**Problem statement:** Could you return all of the records exactly as they stand?
-- Source material follows --
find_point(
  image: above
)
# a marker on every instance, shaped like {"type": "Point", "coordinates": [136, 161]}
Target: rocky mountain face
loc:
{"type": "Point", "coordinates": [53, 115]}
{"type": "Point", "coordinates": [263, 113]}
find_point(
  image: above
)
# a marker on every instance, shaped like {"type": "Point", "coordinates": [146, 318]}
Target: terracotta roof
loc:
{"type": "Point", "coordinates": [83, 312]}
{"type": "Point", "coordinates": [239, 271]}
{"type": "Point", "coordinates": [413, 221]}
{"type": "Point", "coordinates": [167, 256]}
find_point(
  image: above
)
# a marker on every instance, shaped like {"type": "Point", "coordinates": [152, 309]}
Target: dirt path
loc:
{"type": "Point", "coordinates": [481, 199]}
-- Source material concluded --
**Your response:**
find_point(
  image: above
)
# a marker on every instance, shaped like {"type": "Point", "coordinates": [136, 161]}
Target: rocky mountain face
loc:
{"type": "Point", "coordinates": [53, 115]}
{"type": "Point", "coordinates": [263, 113]}
find_point(
  image: above
)
# a marker on every instance, shaped like {"type": "Point", "coordinates": [146, 318]}
Target: terracotta roof
loc:
{"type": "Point", "coordinates": [83, 312]}
{"type": "Point", "coordinates": [239, 271]}
{"type": "Point", "coordinates": [413, 221]}
{"type": "Point", "coordinates": [167, 256]}
find_point(
  image: above
)
# a marker on every instance, shaped like {"type": "Point", "coordinates": [152, 309]}
Target: dirt path
loc:
{"type": "Point", "coordinates": [481, 199]}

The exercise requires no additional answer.